> WHAT YOU ARE ASKED TO DO: Repeat the records exactly. Every line must match.

> Segmentation labeling entries:
____

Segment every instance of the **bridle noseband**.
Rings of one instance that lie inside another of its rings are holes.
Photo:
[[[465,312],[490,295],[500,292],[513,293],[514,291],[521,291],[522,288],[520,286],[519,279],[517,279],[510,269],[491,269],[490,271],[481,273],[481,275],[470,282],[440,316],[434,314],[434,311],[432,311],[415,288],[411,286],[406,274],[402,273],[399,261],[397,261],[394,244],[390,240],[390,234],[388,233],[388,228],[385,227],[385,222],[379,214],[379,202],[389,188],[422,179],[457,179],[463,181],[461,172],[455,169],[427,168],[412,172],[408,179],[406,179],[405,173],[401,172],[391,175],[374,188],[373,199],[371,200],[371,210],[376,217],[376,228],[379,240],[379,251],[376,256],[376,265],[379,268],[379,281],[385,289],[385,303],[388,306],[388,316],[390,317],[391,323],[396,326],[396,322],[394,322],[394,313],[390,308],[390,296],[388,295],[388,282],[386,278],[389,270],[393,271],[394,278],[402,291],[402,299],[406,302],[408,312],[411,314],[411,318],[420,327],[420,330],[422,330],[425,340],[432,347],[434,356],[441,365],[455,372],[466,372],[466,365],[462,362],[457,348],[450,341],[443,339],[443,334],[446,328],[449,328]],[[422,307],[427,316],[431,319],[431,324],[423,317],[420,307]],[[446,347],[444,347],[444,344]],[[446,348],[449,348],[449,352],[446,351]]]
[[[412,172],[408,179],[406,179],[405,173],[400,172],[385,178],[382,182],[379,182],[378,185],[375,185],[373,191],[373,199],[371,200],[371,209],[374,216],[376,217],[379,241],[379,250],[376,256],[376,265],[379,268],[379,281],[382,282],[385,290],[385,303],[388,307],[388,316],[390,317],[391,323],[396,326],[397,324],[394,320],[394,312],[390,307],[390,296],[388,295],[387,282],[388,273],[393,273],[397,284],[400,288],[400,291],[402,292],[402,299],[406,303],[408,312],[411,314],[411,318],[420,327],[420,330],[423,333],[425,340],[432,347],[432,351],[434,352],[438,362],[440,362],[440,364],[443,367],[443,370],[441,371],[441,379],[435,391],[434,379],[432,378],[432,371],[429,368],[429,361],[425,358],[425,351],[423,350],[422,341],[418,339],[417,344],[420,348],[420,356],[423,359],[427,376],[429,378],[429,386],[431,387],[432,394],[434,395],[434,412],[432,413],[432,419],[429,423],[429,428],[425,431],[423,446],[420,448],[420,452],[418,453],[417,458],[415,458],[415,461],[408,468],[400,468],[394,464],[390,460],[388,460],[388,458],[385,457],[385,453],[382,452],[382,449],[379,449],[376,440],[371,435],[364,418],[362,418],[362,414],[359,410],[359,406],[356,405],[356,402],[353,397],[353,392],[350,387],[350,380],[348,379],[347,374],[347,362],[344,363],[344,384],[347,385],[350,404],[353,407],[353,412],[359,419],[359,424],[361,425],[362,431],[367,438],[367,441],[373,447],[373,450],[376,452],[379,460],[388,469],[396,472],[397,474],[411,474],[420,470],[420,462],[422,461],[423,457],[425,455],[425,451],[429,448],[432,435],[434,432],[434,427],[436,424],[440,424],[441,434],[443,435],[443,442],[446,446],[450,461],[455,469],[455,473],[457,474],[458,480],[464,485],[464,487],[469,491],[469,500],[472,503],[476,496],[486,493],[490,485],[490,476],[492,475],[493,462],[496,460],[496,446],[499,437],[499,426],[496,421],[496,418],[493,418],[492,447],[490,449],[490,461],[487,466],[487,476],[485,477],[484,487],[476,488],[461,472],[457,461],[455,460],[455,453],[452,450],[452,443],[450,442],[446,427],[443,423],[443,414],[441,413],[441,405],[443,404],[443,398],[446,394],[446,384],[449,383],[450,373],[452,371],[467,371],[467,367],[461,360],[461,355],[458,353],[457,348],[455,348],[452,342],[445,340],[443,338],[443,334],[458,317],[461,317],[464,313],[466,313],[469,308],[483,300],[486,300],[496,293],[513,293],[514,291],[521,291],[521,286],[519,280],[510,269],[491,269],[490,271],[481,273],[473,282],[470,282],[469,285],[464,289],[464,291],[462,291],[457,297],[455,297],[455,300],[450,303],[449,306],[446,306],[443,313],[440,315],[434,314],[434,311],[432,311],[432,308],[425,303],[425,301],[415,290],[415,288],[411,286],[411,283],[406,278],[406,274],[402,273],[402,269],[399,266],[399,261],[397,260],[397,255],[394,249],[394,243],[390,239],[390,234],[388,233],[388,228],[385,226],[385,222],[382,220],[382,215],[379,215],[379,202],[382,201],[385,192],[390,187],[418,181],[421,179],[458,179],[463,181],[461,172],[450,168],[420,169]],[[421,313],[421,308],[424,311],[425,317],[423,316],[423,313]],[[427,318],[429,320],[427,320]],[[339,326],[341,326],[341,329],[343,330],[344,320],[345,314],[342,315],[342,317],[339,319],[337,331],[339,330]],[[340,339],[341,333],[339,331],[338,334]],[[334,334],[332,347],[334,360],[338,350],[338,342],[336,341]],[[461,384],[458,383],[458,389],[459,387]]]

____

> THE RESULT:
Segment every instance of the **bridle noseband**.
Rings of one instance that lie inside another of its rings are holes.
Photo:
[[[465,312],[490,295],[500,292],[513,293],[514,291],[521,291],[522,288],[520,286],[519,279],[517,279],[510,269],[491,269],[490,271],[481,273],[481,275],[470,282],[440,316],[434,314],[434,311],[432,311],[415,288],[411,286],[406,274],[402,273],[399,261],[397,261],[394,244],[390,240],[390,234],[388,233],[388,228],[385,227],[385,222],[379,214],[379,202],[389,188],[422,179],[457,179],[463,181],[461,172],[455,169],[427,168],[412,172],[408,179],[406,179],[405,173],[401,172],[391,175],[374,188],[373,199],[371,200],[371,210],[376,217],[376,228],[379,240],[379,251],[376,256],[376,265],[379,268],[379,281],[385,289],[385,303],[388,306],[388,316],[390,317],[391,323],[396,326],[396,322],[394,322],[394,313],[390,308],[390,296],[388,295],[388,282],[386,278],[389,270],[393,271],[394,278],[402,291],[402,299],[406,302],[408,312],[411,314],[411,318],[420,327],[420,330],[422,330],[425,340],[432,347],[434,356],[441,365],[455,372],[466,372],[466,365],[462,362],[457,348],[450,341],[443,339],[443,334],[446,328],[449,328]],[[422,307],[427,316],[431,319],[431,324],[423,317],[420,307]],[[446,347],[444,347],[444,344]],[[446,348],[449,348],[449,352],[446,351]]]
[[[412,172],[408,179],[406,179],[405,173],[400,172],[385,178],[382,182],[379,182],[378,185],[375,185],[373,191],[373,199],[371,200],[371,209],[374,216],[376,217],[379,241],[379,250],[376,256],[376,265],[379,268],[379,281],[382,282],[385,290],[385,303],[388,307],[388,316],[390,317],[391,323],[396,326],[397,324],[394,320],[394,312],[390,307],[390,296],[388,295],[387,282],[388,273],[393,273],[397,284],[400,288],[400,291],[402,292],[402,299],[406,303],[408,312],[411,314],[411,318],[420,327],[420,330],[423,333],[425,340],[432,347],[432,351],[434,352],[438,362],[440,362],[440,364],[443,367],[443,370],[441,371],[441,379],[435,391],[434,379],[432,378],[432,371],[429,368],[429,361],[425,358],[425,351],[423,350],[422,341],[418,339],[417,344],[420,348],[420,356],[423,359],[427,376],[429,378],[429,386],[431,387],[432,394],[434,395],[434,412],[432,413],[432,419],[429,423],[429,428],[425,431],[423,446],[420,448],[420,452],[418,453],[417,458],[415,458],[415,461],[408,468],[400,468],[394,464],[390,460],[388,460],[388,458],[385,457],[385,453],[382,452],[382,449],[379,449],[376,440],[371,435],[364,418],[362,418],[362,414],[359,410],[359,406],[356,405],[356,402],[353,397],[353,392],[350,387],[350,380],[348,379],[347,374],[347,362],[344,363],[344,384],[347,385],[350,404],[353,407],[353,412],[359,419],[359,424],[361,425],[362,431],[367,438],[367,441],[373,447],[373,450],[376,452],[379,460],[388,469],[396,472],[397,474],[411,474],[420,470],[420,462],[422,461],[423,457],[425,455],[425,451],[429,448],[432,435],[434,432],[434,427],[436,424],[440,424],[441,434],[443,435],[443,442],[446,446],[450,461],[455,469],[455,473],[457,474],[458,480],[464,485],[464,487],[469,491],[469,500],[472,503],[476,496],[486,493],[490,485],[490,476],[492,475],[493,462],[496,460],[496,446],[499,437],[499,426],[496,421],[496,418],[493,418],[492,447],[490,449],[490,461],[487,466],[487,476],[485,477],[484,487],[476,488],[461,472],[457,461],[455,460],[455,453],[452,450],[452,443],[450,442],[446,427],[443,423],[443,414],[441,413],[441,405],[443,404],[443,398],[446,394],[446,384],[449,383],[450,373],[452,371],[467,371],[467,367],[461,360],[461,355],[458,353],[457,348],[455,348],[452,342],[445,340],[443,338],[443,334],[458,317],[461,317],[464,313],[466,313],[469,308],[483,300],[486,300],[496,293],[513,293],[514,291],[521,291],[521,286],[519,280],[510,269],[491,269],[490,271],[481,273],[473,282],[470,282],[469,285],[464,289],[464,291],[462,291],[457,297],[455,297],[455,300],[450,303],[449,306],[446,306],[443,313],[440,315],[434,314],[434,311],[432,311],[432,308],[425,303],[425,301],[415,290],[415,288],[411,286],[411,283],[406,278],[406,274],[402,273],[402,269],[399,266],[399,261],[397,260],[397,255],[394,249],[394,243],[390,239],[390,234],[388,233],[388,228],[385,226],[385,222],[382,220],[382,215],[379,215],[379,202],[382,201],[385,192],[390,187],[418,181],[421,179],[458,179],[463,181],[461,172],[450,168],[420,169]],[[421,313],[421,308],[424,311],[425,317],[423,316],[423,313]],[[427,318],[429,320],[427,320]],[[339,326],[341,326],[341,329],[343,330],[344,320],[345,314],[342,315],[342,317],[339,319],[337,331],[339,330]],[[340,339],[341,333],[339,331],[338,334]],[[334,334],[332,347],[334,360],[338,350],[338,342],[336,341]],[[461,384],[458,383],[458,389],[459,387]]]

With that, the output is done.